*Task directions:*
From the line that has "like [181, 77]." down to the final line of the listing below, transcribe every line exactly, and only those.
────────────────
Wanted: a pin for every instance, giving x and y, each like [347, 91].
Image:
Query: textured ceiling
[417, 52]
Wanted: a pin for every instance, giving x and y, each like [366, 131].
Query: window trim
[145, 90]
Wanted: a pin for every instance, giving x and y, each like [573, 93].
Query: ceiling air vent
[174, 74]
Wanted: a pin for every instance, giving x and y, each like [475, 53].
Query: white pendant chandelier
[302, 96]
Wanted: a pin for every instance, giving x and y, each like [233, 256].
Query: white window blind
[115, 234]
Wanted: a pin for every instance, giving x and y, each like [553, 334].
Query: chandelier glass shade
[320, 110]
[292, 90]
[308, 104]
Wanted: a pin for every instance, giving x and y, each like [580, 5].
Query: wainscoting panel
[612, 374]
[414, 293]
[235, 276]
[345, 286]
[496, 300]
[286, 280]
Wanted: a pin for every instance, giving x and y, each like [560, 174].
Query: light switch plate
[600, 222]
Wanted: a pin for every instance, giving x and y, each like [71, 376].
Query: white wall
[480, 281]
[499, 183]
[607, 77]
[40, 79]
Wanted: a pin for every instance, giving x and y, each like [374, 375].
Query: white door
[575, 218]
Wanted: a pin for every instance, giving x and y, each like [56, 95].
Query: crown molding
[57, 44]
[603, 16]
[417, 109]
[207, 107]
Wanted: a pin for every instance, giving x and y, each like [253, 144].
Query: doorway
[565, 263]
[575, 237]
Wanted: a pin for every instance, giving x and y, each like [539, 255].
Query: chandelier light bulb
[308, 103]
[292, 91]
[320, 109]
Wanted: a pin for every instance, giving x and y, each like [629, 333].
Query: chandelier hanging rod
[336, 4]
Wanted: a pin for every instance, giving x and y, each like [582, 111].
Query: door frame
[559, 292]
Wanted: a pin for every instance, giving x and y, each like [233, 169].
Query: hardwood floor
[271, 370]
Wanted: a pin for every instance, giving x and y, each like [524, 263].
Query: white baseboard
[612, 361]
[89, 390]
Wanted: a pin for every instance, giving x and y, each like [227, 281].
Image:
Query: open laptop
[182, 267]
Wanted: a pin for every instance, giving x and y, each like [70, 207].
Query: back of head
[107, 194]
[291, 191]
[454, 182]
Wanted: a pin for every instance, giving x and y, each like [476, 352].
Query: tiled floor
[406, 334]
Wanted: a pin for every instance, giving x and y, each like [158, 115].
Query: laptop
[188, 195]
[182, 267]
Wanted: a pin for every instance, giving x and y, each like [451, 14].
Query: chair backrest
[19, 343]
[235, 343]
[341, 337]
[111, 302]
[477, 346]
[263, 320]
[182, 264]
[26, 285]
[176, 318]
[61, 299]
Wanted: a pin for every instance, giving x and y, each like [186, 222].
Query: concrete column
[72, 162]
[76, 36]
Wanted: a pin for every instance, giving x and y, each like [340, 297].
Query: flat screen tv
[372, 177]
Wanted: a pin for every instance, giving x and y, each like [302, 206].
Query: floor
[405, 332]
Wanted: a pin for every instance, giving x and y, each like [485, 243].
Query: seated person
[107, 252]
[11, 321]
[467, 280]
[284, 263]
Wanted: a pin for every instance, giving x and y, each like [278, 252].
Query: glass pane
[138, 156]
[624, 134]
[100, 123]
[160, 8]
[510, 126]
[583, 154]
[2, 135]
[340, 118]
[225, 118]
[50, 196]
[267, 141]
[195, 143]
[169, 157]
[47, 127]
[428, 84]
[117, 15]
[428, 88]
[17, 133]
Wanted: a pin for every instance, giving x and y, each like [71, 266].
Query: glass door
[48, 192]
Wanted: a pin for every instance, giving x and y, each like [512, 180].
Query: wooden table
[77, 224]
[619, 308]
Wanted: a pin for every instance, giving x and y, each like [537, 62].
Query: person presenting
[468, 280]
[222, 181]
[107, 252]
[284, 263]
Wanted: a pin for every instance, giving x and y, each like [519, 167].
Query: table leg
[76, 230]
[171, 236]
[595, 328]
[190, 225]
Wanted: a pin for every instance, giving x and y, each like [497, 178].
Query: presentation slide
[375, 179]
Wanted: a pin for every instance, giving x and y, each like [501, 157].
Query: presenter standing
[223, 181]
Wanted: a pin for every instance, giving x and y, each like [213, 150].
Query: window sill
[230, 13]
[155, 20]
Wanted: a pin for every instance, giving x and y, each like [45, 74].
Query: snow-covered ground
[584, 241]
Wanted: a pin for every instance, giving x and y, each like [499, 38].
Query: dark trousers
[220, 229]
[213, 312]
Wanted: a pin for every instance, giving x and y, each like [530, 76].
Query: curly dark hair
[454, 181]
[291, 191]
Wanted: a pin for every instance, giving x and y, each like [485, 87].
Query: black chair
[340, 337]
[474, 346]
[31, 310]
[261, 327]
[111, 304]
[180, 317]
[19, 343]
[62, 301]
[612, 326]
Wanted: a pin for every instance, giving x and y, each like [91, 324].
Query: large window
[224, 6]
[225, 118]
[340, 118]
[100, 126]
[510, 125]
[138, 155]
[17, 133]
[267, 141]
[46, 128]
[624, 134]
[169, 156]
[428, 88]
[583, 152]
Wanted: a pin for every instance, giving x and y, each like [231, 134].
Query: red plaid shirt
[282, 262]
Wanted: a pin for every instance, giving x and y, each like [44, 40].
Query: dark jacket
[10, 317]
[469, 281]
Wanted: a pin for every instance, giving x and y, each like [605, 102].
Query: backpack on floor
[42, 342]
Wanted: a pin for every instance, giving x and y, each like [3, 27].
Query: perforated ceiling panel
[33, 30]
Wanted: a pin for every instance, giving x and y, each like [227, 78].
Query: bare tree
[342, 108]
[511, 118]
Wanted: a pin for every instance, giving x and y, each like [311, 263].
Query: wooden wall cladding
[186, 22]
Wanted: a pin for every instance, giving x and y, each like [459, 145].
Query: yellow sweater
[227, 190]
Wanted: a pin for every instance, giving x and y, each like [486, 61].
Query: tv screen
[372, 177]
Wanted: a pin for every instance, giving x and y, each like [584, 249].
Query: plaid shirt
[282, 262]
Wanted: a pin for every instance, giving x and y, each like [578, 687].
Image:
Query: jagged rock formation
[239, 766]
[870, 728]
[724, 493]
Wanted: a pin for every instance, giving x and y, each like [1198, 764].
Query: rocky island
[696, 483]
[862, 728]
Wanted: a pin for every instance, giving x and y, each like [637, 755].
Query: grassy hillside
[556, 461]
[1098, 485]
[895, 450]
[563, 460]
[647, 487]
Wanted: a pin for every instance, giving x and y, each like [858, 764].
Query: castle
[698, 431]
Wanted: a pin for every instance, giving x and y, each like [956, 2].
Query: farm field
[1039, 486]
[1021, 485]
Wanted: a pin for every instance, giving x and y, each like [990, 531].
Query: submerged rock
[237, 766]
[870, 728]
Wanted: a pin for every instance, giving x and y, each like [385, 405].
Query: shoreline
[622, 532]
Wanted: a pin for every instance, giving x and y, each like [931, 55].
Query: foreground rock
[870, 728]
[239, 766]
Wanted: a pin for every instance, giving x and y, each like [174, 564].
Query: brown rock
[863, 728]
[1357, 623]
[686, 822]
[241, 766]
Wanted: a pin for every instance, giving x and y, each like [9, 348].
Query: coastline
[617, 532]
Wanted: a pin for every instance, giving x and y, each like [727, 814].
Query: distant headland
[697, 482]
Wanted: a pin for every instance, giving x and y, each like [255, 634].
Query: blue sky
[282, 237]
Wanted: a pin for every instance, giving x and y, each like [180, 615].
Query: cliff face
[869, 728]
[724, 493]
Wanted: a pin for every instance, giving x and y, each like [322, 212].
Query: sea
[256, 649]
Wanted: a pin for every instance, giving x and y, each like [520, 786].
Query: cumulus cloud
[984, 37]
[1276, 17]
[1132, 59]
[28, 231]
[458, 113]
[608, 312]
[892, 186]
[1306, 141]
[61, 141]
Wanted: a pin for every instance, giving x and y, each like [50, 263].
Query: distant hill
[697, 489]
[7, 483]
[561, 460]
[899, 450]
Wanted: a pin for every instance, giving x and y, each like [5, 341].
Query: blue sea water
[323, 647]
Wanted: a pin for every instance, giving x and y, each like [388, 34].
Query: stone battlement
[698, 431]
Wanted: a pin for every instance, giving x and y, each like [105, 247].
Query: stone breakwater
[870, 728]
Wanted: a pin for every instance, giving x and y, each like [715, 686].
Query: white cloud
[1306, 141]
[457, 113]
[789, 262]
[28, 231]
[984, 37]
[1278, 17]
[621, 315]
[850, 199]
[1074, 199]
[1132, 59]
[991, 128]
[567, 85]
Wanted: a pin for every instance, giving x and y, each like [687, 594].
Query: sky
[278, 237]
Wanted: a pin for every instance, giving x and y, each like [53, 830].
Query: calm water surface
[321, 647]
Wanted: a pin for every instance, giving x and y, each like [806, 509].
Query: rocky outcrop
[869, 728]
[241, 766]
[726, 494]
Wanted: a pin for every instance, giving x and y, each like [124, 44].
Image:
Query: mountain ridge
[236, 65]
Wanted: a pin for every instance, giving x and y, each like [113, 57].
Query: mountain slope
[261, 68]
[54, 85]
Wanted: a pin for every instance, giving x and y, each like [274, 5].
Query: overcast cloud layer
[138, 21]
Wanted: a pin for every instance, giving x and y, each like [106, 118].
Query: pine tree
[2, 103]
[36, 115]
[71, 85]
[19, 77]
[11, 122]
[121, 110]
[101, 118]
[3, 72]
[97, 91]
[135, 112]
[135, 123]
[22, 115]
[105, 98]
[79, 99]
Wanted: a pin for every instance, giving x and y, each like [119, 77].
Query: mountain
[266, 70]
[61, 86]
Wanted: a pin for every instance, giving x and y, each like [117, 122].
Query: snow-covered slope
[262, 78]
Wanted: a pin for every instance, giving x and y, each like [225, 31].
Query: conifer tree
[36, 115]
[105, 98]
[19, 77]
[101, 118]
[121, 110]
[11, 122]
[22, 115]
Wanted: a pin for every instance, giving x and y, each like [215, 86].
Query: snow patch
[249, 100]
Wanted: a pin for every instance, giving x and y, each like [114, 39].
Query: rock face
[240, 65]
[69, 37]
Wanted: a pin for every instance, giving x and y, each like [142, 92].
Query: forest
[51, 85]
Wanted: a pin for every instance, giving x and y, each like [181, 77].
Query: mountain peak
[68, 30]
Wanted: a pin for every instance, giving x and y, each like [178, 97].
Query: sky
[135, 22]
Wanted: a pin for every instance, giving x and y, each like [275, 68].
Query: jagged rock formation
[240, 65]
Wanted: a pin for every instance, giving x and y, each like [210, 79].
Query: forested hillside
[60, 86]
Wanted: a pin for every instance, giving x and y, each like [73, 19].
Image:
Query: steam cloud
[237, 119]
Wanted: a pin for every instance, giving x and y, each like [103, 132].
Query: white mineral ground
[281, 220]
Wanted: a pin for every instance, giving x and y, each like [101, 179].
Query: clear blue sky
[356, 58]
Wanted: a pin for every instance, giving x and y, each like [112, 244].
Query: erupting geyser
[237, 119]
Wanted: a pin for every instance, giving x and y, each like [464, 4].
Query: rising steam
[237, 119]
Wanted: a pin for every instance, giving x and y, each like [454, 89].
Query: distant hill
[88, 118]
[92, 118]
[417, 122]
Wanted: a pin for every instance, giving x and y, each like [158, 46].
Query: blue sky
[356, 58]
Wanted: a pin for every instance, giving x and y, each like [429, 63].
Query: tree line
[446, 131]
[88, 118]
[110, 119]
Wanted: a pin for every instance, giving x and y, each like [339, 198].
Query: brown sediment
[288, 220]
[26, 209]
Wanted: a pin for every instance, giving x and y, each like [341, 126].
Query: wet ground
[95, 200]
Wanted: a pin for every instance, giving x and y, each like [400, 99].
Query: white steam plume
────────────────
*Final answer:*
Wanted: a pin for every instance, giving x and y, each like [181, 77].
Query: mountain peak
[68, 30]
Wanted: a pin for every instance, giving x and y, each like [178, 97].
Query: sky
[135, 22]
Wanted: a pin for every instance, giving x and y, each like [275, 68].
Query: jagged rock formation
[240, 65]
Wanted: a pin for every instance, giving x and y, each like [210, 79].
Query: forested hillside
[60, 86]
Wanted: a pin for every instance, giving x and y, each like [73, 19].
Image:
Query: steam cloud
[237, 119]
Wanted: a pin for every instance, giving x and y, each like [103, 132].
Query: white mineral ground
[281, 220]
Wanted: a pin for every instance, giving x and y, each like [101, 179].
Query: clear blue sky
[356, 58]
Wanted: a pin for every instance, giving x and y, each like [112, 244].
Query: erupting geyser
[237, 119]
Wanted: a pin for every instance, giving x and y, each like [464, 4].
Query: rising steam
[237, 119]
Wanted: a pin for every instance, giving x and y, each like [454, 89].
Query: distant hill
[88, 118]
[92, 118]
[417, 122]
Wanted: a pin for every instance, giving x and y, each like [158, 46].
Query: blue sky
[356, 58]
Wanted: a pin for every instance, giving x and y, each like [429, 63].
Query: tree line
[446, 131]
[88, 118]
[110, 119]
Wanted: a pin for every instance, giving x and y, each like [339, 198].
Query: brown sediment
[288, 220]
[26, 209]
Wanted: a pin for every instance, giving x and y, each like [341, 126].
Query: wet ground
[95, 200]
Wanted: a pin for every instance, giving x and y, each like [400, 99].
Query: white steam plume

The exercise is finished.